§ **What to produce**
Locate every line in the items below that contains the string "black" and copy each of those lines.
--- Start Dataset rows ---
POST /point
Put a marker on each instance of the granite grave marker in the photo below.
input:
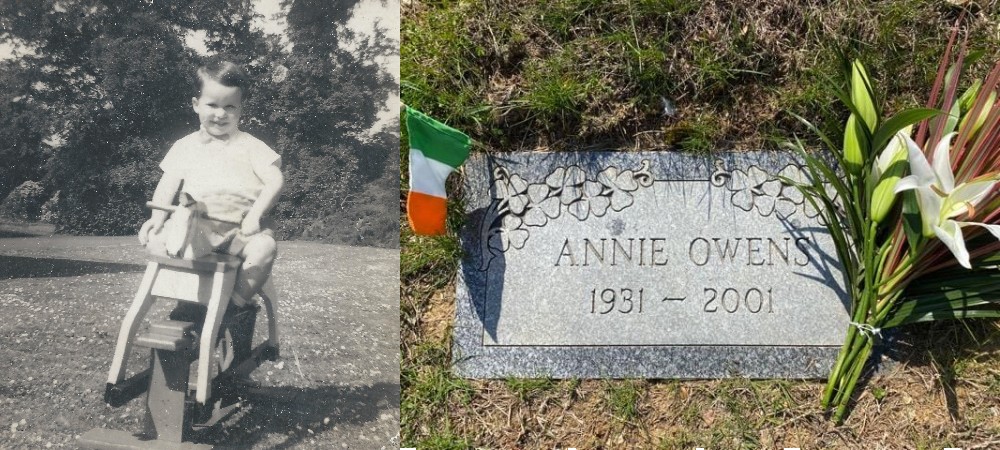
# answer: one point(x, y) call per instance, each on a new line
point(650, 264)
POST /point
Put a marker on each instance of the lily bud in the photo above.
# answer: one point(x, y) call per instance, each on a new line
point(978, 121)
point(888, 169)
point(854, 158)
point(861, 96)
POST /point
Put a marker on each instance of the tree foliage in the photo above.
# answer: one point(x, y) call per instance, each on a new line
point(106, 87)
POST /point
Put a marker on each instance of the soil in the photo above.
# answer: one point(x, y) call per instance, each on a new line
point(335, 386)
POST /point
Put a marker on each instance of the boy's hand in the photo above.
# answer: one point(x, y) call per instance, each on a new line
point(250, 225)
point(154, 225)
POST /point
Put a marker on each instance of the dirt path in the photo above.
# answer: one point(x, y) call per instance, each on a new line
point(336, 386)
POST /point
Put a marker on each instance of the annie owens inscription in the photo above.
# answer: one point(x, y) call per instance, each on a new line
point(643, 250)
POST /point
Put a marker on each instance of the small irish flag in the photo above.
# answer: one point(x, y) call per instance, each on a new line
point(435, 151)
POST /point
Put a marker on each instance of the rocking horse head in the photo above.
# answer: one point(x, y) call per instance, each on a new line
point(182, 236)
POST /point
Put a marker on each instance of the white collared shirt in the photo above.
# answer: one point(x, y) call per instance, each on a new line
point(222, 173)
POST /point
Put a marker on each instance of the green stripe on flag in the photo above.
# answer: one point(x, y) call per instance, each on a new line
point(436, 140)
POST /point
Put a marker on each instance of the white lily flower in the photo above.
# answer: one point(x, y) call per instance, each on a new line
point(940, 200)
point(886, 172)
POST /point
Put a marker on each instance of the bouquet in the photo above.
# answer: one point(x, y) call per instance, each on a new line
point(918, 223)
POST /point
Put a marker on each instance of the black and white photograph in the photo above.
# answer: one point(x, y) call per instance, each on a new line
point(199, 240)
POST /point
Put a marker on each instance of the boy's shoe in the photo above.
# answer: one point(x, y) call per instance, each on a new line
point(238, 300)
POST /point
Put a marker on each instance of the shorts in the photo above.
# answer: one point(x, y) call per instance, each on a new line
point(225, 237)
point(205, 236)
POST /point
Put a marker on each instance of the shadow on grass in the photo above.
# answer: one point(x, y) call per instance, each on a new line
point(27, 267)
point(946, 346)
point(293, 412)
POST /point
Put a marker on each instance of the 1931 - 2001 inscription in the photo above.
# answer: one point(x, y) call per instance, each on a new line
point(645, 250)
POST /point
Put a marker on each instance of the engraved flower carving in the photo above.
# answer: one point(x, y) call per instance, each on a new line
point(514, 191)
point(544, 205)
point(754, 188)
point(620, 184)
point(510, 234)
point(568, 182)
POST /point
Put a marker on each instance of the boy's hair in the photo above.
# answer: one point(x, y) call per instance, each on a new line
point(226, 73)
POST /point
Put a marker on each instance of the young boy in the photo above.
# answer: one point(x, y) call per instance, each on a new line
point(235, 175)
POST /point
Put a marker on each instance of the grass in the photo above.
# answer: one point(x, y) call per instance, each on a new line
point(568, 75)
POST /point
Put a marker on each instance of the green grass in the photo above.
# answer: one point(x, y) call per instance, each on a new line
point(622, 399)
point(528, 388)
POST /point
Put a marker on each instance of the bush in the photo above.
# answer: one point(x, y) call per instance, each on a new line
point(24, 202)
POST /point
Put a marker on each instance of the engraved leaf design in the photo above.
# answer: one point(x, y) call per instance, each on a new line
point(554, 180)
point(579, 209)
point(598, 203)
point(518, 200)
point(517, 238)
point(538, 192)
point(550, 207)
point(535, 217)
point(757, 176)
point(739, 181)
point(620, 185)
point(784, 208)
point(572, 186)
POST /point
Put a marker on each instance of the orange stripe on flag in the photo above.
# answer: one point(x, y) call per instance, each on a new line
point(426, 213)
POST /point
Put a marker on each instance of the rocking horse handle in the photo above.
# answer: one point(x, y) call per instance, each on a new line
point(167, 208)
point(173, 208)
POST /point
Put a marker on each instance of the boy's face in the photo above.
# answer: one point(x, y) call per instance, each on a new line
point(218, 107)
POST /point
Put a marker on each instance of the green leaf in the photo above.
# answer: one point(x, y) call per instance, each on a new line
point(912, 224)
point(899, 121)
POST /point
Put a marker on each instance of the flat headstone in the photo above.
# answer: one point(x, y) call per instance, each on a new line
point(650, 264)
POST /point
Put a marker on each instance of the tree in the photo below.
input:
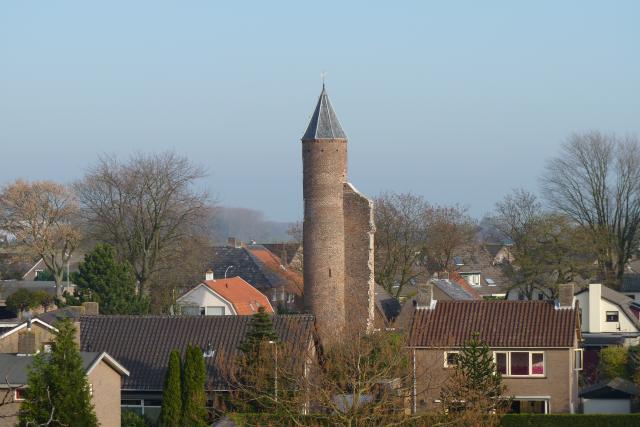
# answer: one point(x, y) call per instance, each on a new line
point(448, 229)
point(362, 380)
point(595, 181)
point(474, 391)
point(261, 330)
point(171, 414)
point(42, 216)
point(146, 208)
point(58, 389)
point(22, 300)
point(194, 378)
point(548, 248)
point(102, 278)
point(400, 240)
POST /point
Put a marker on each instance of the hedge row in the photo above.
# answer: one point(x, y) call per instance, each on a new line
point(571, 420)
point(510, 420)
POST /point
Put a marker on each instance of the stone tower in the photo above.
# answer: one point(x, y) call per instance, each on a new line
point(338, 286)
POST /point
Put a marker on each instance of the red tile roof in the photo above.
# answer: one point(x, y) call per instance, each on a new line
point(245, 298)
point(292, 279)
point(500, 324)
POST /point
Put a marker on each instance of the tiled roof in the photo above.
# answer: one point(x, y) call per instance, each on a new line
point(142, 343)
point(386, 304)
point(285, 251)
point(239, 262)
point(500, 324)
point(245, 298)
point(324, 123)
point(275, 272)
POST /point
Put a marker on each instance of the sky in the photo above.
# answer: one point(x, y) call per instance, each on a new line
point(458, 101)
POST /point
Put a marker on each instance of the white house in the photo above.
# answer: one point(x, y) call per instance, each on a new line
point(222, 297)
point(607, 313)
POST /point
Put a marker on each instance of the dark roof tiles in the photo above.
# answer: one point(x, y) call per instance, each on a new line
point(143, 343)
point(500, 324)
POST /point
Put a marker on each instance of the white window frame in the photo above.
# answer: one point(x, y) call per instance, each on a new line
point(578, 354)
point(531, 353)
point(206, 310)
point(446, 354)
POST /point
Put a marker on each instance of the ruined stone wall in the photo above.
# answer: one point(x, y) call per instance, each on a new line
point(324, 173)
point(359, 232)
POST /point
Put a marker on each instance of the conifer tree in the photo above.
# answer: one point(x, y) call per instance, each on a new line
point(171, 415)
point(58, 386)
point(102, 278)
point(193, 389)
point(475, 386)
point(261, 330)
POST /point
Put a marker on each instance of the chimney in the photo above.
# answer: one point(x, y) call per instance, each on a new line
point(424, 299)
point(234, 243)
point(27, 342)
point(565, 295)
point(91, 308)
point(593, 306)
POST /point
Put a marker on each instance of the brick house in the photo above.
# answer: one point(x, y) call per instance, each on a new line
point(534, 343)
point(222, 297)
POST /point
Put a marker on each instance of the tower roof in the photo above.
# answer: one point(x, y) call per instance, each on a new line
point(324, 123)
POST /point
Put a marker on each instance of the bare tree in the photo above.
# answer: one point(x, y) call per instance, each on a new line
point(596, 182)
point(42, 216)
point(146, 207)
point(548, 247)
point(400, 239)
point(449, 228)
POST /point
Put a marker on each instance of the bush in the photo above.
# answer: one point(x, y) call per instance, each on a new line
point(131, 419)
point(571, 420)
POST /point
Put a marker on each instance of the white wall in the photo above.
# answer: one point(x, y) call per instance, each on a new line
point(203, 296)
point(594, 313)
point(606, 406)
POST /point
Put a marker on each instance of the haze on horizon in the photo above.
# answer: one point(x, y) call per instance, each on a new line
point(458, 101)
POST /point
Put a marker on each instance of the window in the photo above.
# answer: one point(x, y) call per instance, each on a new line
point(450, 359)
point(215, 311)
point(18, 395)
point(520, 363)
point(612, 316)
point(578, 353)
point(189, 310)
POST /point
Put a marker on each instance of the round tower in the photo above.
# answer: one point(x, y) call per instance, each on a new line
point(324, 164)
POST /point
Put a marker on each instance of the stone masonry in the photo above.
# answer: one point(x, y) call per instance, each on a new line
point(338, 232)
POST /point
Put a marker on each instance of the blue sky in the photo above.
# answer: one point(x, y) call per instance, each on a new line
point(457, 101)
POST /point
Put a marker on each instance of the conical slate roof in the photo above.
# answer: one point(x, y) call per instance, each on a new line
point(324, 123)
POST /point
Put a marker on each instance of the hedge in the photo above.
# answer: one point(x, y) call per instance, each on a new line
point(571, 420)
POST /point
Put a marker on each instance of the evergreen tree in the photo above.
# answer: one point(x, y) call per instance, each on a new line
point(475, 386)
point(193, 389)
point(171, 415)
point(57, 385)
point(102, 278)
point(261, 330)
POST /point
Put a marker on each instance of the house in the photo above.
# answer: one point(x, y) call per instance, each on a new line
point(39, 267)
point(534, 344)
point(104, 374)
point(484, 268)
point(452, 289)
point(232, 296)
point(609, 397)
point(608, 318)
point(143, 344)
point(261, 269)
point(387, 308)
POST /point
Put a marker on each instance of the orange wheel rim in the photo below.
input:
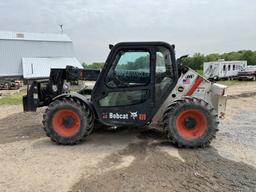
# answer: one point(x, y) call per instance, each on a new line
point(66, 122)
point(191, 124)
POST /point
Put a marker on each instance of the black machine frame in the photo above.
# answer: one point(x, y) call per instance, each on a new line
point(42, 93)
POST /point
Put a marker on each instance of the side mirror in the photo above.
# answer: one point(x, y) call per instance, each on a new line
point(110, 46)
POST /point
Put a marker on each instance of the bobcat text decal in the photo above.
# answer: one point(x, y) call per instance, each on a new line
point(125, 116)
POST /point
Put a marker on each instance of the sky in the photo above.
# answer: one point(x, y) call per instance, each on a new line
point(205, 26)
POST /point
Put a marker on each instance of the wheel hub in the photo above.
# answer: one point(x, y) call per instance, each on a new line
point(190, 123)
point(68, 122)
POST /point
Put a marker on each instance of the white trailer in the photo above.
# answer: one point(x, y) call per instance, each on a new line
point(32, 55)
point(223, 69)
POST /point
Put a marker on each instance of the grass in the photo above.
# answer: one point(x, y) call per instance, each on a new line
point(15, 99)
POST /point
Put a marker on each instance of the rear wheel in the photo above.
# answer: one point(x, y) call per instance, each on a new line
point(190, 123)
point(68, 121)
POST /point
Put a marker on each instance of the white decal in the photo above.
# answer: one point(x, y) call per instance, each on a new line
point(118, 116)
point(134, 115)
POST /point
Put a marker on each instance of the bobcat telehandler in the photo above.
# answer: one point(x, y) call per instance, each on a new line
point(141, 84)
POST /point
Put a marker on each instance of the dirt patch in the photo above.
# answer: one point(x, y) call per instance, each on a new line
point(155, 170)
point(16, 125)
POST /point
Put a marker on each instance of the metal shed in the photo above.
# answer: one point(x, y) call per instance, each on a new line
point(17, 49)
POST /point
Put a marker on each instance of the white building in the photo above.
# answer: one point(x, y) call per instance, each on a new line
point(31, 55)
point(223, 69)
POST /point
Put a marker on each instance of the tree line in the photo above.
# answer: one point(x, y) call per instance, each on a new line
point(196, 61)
--- End Dataset rows ---
--- Start Dataset rows ---
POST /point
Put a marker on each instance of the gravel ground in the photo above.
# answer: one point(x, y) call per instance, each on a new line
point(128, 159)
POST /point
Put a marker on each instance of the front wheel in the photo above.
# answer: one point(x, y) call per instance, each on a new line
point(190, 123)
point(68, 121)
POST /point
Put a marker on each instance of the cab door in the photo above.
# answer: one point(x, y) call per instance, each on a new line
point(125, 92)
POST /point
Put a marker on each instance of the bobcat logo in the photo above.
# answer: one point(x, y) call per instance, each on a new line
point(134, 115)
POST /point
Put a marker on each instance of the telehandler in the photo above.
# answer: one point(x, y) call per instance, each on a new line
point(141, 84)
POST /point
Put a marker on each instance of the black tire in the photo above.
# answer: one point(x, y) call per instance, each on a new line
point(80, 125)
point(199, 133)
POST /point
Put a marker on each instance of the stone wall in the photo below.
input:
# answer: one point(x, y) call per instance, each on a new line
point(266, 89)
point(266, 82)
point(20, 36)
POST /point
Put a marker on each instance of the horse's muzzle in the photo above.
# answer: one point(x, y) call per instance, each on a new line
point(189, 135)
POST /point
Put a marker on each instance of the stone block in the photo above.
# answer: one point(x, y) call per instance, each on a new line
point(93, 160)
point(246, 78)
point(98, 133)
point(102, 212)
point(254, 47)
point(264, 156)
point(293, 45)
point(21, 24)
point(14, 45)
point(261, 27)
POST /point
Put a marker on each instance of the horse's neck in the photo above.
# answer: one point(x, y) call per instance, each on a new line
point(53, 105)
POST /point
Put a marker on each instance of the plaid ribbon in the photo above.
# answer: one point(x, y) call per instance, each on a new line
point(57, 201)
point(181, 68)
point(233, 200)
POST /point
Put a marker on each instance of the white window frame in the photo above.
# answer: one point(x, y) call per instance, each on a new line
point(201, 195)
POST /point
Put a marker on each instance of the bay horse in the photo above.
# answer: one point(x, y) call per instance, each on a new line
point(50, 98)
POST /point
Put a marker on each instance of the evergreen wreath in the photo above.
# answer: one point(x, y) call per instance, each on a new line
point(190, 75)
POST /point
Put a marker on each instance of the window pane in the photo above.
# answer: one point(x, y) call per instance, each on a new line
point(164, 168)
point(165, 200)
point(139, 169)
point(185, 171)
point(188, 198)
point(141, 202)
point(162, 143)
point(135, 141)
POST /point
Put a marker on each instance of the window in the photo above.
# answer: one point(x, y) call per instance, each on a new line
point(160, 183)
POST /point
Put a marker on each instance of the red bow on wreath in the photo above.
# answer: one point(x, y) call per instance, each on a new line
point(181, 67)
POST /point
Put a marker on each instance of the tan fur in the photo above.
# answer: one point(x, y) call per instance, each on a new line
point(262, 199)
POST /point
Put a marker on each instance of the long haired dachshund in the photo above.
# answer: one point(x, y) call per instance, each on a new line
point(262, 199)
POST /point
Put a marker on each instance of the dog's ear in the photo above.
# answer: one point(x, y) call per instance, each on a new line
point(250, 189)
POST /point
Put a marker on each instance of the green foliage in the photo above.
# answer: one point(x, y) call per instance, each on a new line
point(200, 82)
--- End Dataset rows ---
--- Start Dataset rows ---
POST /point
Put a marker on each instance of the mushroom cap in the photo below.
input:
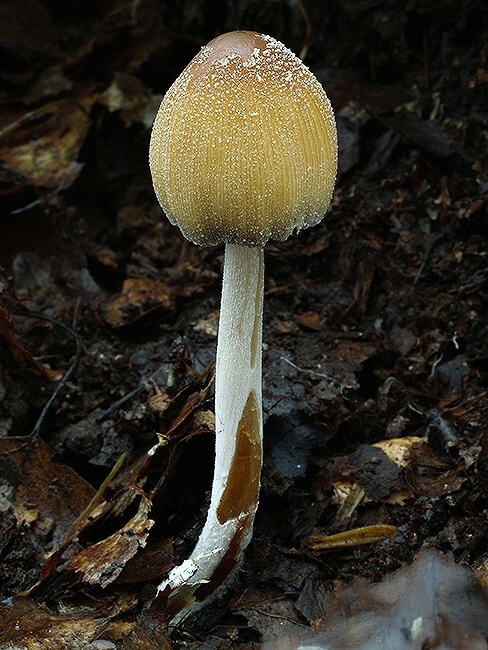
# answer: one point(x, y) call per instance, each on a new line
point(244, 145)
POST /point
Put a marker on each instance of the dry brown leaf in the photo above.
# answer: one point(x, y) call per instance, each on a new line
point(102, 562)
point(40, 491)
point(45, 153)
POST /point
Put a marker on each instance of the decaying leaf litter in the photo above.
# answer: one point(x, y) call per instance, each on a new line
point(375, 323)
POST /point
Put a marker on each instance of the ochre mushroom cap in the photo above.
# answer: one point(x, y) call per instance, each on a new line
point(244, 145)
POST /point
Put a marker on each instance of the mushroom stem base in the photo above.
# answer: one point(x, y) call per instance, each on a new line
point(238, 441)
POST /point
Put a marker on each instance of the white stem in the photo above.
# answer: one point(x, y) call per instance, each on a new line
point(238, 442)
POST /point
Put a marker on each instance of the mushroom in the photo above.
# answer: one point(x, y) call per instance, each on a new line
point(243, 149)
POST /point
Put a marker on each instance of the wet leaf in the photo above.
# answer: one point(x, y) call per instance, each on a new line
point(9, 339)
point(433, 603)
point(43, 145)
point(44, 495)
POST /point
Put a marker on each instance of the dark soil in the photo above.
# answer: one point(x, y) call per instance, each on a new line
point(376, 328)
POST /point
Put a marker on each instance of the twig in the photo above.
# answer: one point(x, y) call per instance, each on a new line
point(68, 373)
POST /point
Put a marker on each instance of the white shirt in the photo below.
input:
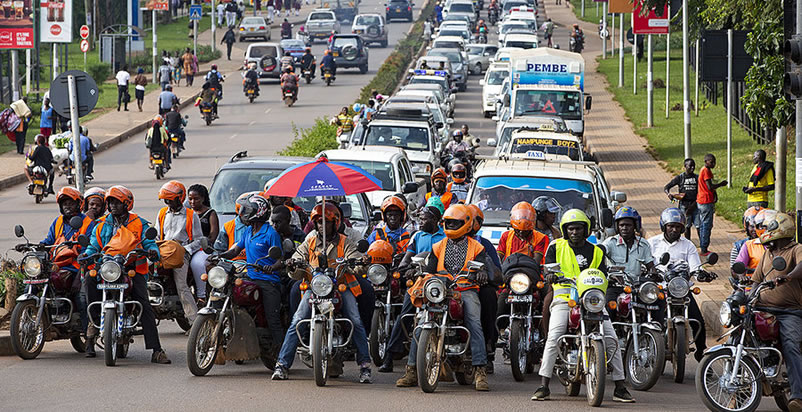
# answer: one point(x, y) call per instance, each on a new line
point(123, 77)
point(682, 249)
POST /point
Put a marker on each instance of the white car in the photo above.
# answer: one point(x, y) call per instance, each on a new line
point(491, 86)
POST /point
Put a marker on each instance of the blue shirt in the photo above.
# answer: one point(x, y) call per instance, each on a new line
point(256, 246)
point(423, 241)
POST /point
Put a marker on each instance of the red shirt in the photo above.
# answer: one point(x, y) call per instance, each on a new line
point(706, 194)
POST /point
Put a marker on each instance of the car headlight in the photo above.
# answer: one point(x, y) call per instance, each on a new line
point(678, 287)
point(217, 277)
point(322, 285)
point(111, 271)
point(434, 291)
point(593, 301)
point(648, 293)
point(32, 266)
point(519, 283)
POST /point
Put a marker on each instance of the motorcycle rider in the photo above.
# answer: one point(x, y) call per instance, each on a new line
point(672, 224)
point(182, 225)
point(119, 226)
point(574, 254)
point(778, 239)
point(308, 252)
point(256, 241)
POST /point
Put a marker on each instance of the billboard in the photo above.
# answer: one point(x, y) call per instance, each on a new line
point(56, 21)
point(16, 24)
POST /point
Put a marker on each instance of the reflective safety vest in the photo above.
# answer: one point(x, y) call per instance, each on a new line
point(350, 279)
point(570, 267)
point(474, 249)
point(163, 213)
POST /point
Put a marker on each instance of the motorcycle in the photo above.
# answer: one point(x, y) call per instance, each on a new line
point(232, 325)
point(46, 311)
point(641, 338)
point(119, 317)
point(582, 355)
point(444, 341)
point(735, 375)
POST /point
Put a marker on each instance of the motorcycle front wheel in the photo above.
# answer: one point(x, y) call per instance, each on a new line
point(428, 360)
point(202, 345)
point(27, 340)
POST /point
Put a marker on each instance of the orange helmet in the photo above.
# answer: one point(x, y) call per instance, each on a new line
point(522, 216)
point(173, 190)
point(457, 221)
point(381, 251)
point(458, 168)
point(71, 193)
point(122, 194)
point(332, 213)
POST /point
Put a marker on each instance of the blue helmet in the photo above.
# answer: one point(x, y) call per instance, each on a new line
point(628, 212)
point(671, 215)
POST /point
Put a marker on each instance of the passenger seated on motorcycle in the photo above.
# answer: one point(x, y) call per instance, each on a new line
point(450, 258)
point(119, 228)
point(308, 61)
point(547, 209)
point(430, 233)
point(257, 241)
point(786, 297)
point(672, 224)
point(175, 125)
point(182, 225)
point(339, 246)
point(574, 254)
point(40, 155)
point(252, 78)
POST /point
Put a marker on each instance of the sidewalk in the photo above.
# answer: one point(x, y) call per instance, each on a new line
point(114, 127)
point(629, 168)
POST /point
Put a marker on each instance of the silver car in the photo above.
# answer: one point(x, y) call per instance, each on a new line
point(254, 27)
--- End Dataset rows ---
§ **Answer to this problem**
Put a marker on each instance of the black and white photograph in the photo above.
Put a marker on each instance of the black machine frame in the photo above.
Put a marker on each instance of the black tire in the photo above.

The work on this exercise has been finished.